TASK REQUIREMENTS |
[1] In the page extract on merging small bins, rewrite the passage from "starting from the" up to and including "its own bin.", changing "left edge" to "leftmost bin".
[2] According to the page extract on merging small bins, at which bin does the merging start, and in which direction does it move?
[3] Resume the page extract on merging small bins from the point where it stops.

PAGE EXTRACT |
◇ ◇ ◇ ◇ ◇ ◇ ◇

Expected counts are rescaled to match the observed total while preserving proportions

>>> merge_small_bins([5, 5, 10], [2, 3, 5])
(array([10, 10]), array([10., 10.]))

Source code in src/statista/utils.py

def merge_small_bins(bin_count_observed: List[float], bin_count_fitted_data: List[float]):
    """Merge small bins for goodness-of-fit tests (e.g., chi-square).

    This utility merges adjacent "small" bins (those whose expected count is < 5)
    starting from the right-most bin and moving left, accumulating small bins
    until their combined expected count is >= 5. If a large (>= 5) bin is
    encountered while there is an accumulation, that accumulation is merged into
    that bin. If the left edge is reached with a remaining accumulation that was
    never merged into a large bin, the accumulation is appended as its own bin.

    After merging, the expected counts are rescaled so that their sum equals the
    total observed count (required by Pearson's chi-square test), preserving the
    expected proportions within the merged structure.

◇ ◇ ◇ ◇ ◇ ◇ ◇

Dataset excerpts on object pointing
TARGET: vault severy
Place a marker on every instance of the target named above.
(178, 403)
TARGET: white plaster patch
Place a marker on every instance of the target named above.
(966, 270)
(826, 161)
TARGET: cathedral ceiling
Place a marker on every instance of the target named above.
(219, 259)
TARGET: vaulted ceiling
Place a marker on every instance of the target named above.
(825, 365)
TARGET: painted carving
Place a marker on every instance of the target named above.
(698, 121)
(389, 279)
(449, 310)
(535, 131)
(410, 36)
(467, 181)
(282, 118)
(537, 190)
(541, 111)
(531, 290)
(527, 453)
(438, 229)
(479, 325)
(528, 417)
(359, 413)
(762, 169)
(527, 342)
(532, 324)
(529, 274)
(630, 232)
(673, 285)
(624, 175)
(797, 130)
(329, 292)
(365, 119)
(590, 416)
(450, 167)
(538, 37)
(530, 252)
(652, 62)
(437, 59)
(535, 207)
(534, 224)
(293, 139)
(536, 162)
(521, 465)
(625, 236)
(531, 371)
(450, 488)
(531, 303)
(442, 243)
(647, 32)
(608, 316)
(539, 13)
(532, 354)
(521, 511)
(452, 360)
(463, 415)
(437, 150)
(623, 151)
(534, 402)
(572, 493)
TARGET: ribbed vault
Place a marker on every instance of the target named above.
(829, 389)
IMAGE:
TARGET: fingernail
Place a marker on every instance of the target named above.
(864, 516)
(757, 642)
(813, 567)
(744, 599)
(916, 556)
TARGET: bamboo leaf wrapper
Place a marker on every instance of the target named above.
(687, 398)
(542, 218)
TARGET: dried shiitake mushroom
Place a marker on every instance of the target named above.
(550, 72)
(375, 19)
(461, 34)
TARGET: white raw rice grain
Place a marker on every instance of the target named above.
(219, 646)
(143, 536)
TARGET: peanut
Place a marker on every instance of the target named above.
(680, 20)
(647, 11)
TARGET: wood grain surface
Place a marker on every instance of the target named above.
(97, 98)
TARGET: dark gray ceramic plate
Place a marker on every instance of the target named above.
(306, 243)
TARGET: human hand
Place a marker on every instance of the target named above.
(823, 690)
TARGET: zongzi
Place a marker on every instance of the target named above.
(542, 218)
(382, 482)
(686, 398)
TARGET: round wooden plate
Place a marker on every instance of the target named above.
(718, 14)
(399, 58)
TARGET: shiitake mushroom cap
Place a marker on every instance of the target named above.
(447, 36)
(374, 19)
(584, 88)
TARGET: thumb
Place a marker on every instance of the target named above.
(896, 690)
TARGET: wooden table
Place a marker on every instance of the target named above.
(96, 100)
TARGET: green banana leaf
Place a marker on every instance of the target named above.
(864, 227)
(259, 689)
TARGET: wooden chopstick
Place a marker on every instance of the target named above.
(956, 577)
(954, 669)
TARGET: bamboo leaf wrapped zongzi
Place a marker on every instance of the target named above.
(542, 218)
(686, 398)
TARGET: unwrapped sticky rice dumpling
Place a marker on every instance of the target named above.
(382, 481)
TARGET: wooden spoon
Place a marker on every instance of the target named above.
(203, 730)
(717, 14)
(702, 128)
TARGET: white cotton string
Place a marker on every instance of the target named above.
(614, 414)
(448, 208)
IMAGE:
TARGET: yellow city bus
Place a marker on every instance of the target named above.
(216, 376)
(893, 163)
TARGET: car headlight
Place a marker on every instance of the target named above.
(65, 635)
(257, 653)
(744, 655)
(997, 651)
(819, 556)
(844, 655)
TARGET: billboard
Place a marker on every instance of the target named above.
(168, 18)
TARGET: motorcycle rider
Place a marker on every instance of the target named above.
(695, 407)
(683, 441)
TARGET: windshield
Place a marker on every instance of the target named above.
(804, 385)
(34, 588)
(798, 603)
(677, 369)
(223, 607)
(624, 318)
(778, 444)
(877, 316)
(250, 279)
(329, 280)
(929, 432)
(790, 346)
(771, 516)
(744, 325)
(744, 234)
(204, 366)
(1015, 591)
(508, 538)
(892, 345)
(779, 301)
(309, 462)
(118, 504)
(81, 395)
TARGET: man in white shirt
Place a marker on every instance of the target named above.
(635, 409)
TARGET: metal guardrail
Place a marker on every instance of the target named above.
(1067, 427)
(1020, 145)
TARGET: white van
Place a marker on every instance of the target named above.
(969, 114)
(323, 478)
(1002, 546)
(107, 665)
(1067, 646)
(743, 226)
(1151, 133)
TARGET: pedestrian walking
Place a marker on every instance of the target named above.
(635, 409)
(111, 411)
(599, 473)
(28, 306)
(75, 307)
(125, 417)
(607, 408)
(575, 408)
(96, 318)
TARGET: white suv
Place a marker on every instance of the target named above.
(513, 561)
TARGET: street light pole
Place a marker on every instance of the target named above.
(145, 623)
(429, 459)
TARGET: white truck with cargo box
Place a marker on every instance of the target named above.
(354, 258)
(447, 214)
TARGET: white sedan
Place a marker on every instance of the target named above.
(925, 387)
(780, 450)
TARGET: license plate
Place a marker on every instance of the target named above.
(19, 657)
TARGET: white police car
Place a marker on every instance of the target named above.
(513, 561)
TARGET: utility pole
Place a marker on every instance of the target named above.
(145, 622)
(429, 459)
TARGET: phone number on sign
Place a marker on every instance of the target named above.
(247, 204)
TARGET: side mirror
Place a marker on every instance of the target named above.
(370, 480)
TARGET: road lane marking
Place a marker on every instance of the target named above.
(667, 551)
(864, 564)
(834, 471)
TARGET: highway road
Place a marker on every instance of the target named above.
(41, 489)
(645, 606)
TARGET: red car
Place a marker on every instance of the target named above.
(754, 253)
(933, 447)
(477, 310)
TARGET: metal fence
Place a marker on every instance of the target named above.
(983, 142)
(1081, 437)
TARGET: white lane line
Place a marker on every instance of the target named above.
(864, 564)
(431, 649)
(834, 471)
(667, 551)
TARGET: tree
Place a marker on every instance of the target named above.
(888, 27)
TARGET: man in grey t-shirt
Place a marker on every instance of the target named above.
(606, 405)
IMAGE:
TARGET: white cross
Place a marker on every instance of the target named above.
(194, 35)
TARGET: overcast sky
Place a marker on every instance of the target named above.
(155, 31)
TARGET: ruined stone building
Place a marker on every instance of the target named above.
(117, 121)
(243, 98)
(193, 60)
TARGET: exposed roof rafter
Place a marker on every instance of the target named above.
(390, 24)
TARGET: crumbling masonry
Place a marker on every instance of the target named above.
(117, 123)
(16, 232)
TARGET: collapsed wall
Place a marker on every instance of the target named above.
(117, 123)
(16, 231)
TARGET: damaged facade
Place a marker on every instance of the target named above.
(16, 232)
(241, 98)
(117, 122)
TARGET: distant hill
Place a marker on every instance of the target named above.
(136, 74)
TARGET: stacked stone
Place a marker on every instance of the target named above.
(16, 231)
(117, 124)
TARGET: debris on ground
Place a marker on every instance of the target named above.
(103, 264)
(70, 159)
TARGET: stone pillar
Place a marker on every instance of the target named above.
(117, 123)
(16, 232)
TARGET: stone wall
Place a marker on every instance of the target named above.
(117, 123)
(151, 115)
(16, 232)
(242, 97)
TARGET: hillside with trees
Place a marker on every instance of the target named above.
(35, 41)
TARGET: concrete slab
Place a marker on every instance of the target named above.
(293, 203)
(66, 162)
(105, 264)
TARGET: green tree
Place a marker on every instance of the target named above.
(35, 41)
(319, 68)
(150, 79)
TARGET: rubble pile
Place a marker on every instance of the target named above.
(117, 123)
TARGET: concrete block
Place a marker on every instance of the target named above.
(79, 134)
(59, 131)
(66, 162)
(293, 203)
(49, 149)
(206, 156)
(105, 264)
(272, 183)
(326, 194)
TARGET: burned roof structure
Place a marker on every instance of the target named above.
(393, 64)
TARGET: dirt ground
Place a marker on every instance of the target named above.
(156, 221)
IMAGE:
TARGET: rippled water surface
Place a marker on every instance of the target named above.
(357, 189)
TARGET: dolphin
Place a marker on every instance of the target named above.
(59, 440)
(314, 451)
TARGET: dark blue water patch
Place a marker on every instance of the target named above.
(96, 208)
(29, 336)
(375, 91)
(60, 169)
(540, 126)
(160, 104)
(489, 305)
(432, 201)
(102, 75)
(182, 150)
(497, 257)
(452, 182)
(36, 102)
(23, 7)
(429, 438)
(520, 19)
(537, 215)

◇ ◇ ◇ ◇ ◇ ◇ ◇

OUTPUTS |
[1]
starting from the right-most bin and moving left, accumulating small bins
    until their combined expected count is >= 5. If a large (>= 5) bin is
    encountered while there is an accumulation, that accumulation is merged into
    that bin. If the leftmost bin is reached with a remaining accumulation that was
    never merged into a large bin, the accumulation is appended as its own bin.

[2] It starts from the right-most bin and moves left.

[3]
    Args:
        bin_count_observed (List[float]):
            Observed counts per original bin. Must be the same length as
            ``bin_count_fitted_data``. Values should be non-negative.
        bin_count_fitted_data (List[float]):
            Expected (model-fitted) counts per original bin. Must be the same
            length as ``bin_count_observed``. Values should be non-negative.

    Returns:
        Tuple[np.ndarray, np.ndarray]:
            Two 1D numpy arrays ``(merged_observed, merged_expected)`` in
            low-to-high bin order after merging and rescaling. The two arrays
            are the same length, and ``merged_expected.sum() ==
            merged_observed.sum()``.

    Raises:
        ZeroDivisionError: If the total expected count across merged bins is 0,
            rescaling cannot be performed (division by zero). This can happen if
            all expected counts are zero.
        ValueError: If the input sequences have different lengths.

    Notes:
        - The function assumes a one-to-one correspondence of observed and
          expected bins. If lengths differ, only a partial zip would occur; to
          avoid silent truncation a ``ValueError`` is raised.
        - Merging proceeds from right to left and the result is then reversed
          back to low-to-high order.
        - The "< 5" rule is a common heuristic for chi-square tests to ensure
          adequate expected counts per bin.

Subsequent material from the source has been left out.